• Kaynak:
Tunus'a gidince şaşırmaya hazır olun

Komşularına bakıldığında 'laikliğin kalesi' olma özelliğini koruyan Tunus, vize istememesi nedeniyle de Türk turistler için cazip bir ülke. Daha havaalanına indiğiniz andan itibaren Tunus'ta kendinizi hiç yabancı gibi hissetmiyorsunuz. Sarı taksileri dahil pek çok şeyleri bize benziyor. Hatta ufak bir ayrıntı dışında bayrakları bile...

Yayınlanma: 30.09.2008 - 12:24
Abone Ol google-news

Kuzey Afrika'da Cezayir ile Libya arasında yaklaşık bin 300 kilometreyi bulan sahilleriyle turizm açısından potansiyel zenginliklere sahip ülke: Tunus... Roma'ya kafa tutan Hannibal'ın Kartaca'sıyla, dünyanın en büyük mozaik müzesi Bardo'yla, incecik beyaz kumlu kumsallara sahip Hammamet'le, biraz Yunan adası Santorini, biraz Bodrum izleri taşıyon Sidi Boi Said ve Sousse şehirleriyle görülmeye değer bir ülke...

Komşularıyla kıyaslandığında "laikliğin kalesi" olma özelliğini koruyan, yüzü batıya dönük Tunus, vize istememesi nedeniyle de Türk turistler için cazip bir ülke. Daha havaalanına indiğiniz andan itibaren Tunus'ta kendinizi hiç yabancı gibi hissetmiyorsunuz. Sarı taksileri dahil pek çok şeyleri bize benziyor. Hatta ufak bir ayrıntı dışında bayrakları bile...

Tunus'a gitmeden önce Internet'te biraz araştırma yaptığımda bir yazıda "Dikkat! Beklentisi az olan fazlasını bulur!" sözcükleri dikkatimi çekmişti... Gerçekten doğru, aslında her yer, her şey içinde bu geçerli sanırım. Rehberimizin söylediğine göre, Mayıs ve Eylül-Aralık ayları en cazip dönem olmakla birlikte Tunus her mevsim tatil yapılabilecek bir ülke. Sadece Temmuz ve Ağustos hariç. Niye mi? Çünkü bu dönem, şenliklerin yapıldığı, yurtiçi turistlerin tatile çıktığı ve Cezayir ile Libyalı turistlerin yoğun olarak gelmeyi tercih ettikleri ve her yerin tıkabasa dolu olduğu bir dönem...

• Yapılacak İşler:
1 > Tunus yazısına göre Temmuz ve Ağustos ayları neden tatil için uygun görülmüyor? Belirtilen nedenlerin hepsini sıralayın.
2 > Tunus yazısında "Komşularıyla kıyaslandığında" diye başlayan paragrafı, ana bilgilerini koruyarak madde listesi hâline getirir misiniz?
Sonraki öğeler başka bir kaynaktan alınmıştır.

• Verilen Öğeler:
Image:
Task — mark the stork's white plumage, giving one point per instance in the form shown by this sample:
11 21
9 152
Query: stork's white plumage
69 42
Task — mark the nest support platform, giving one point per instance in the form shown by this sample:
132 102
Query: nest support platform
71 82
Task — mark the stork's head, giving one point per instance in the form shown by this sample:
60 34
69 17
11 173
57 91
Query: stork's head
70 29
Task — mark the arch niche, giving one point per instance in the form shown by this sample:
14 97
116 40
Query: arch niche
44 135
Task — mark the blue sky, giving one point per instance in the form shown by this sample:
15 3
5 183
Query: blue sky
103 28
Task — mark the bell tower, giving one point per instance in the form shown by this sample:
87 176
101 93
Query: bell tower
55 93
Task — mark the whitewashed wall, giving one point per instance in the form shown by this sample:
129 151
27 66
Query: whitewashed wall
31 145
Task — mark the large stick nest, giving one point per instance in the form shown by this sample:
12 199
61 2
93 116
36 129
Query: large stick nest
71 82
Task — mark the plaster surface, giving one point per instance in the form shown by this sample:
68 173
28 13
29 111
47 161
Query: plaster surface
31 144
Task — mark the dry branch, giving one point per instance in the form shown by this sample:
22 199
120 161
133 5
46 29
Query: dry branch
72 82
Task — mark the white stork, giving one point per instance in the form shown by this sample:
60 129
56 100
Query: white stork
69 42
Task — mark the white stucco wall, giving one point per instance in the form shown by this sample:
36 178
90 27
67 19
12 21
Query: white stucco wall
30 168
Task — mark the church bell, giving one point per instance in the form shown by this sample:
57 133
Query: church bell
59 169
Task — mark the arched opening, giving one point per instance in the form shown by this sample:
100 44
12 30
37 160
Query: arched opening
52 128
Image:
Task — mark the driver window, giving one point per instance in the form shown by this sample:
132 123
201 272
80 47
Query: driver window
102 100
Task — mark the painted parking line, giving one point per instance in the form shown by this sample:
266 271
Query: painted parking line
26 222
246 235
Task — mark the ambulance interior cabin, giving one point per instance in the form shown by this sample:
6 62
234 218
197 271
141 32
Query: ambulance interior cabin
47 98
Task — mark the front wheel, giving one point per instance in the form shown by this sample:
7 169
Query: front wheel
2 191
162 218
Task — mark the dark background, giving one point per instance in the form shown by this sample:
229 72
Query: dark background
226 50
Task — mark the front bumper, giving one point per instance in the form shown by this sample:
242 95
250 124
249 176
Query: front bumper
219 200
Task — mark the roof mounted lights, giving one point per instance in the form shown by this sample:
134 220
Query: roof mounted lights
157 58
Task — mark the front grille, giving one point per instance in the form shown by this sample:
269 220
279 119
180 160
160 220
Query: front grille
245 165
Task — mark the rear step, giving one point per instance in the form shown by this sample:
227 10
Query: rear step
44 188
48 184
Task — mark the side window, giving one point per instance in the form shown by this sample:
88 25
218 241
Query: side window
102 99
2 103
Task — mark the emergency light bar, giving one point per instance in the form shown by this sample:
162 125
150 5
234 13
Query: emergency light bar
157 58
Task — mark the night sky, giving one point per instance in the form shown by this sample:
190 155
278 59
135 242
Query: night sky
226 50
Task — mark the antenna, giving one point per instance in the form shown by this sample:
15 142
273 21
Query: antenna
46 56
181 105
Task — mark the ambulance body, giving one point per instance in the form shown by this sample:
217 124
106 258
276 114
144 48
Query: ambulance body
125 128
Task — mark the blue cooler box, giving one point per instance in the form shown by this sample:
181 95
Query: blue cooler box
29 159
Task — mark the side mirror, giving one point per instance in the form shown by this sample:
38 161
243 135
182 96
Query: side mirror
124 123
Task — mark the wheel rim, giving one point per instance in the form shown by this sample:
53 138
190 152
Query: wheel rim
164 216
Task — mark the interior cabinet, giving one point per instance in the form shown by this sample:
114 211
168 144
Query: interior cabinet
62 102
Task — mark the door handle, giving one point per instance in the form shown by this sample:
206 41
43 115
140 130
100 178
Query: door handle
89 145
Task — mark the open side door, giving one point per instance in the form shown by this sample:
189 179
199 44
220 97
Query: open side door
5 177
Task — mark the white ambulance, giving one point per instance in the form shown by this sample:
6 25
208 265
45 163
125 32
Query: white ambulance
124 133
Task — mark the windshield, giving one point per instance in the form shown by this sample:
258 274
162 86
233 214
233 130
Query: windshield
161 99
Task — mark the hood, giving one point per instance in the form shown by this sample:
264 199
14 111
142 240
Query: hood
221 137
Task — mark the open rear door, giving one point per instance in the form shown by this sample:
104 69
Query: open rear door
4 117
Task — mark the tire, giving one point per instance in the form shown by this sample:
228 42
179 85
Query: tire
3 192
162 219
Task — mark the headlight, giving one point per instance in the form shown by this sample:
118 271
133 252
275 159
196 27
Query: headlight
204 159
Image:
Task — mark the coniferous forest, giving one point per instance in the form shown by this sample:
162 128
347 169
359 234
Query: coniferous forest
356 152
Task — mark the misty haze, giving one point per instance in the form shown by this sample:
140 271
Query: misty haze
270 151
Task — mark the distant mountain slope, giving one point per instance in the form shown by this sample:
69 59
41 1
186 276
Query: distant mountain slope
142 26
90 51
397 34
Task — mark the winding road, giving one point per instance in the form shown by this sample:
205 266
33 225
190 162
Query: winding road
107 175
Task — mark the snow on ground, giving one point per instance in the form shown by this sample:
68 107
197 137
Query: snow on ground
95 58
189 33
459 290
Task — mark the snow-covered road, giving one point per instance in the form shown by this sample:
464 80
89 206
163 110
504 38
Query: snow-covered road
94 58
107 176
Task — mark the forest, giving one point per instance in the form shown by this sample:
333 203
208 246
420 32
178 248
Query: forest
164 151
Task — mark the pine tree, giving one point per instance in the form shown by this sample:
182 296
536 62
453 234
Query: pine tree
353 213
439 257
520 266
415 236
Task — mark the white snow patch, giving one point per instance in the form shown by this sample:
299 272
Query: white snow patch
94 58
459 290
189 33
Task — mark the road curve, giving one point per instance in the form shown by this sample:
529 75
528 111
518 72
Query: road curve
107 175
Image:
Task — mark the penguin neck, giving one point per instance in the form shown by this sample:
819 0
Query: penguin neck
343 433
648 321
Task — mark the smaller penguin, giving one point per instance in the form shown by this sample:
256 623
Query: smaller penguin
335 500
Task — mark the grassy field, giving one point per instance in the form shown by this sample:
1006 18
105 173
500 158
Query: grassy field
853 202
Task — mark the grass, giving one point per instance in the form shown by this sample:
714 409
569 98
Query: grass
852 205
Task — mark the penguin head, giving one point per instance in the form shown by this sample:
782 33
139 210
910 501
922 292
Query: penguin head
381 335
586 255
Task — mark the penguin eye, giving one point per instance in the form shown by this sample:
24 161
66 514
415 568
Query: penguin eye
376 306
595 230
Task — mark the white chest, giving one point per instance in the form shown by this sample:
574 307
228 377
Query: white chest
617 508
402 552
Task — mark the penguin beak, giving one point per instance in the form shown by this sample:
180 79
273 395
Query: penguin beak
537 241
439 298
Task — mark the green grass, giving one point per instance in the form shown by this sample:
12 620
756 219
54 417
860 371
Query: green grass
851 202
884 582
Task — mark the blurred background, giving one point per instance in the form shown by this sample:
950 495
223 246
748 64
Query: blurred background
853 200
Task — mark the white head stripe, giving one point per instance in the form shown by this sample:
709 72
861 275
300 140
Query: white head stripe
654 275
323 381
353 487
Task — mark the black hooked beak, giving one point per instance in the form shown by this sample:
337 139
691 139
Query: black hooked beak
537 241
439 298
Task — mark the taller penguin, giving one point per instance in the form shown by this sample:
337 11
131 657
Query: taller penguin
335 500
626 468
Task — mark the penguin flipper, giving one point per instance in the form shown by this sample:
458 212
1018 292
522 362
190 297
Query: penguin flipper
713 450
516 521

• Tam Cevaplar:
1 >
- Bu dönemde şenlikler yapılıyor.
- Yurtiçi turistler tatile çıkıyor.
- Cezayirli ve Libyalı turistler yoğun olarak gelmeyi tercih ediyor.
- Her yer tıkabasa dolu oluyor.

2 >
- Tunus, komşularıyla kıyaslandığında "laikliğin kalesi" olma özelliğini koruyor ve yüzü batıya dönük.
- Vize istemediği için Türk turistler için cazip bir ülke.
- Havaalanına inildiği andan itibaren insan kendini hiç yabancı gibi hissetmiyor.
- Sarı taksiler dahil pek çok şey bize benziyor.
- Ufak bir ayrıntı dışında bayrak bile benziyor.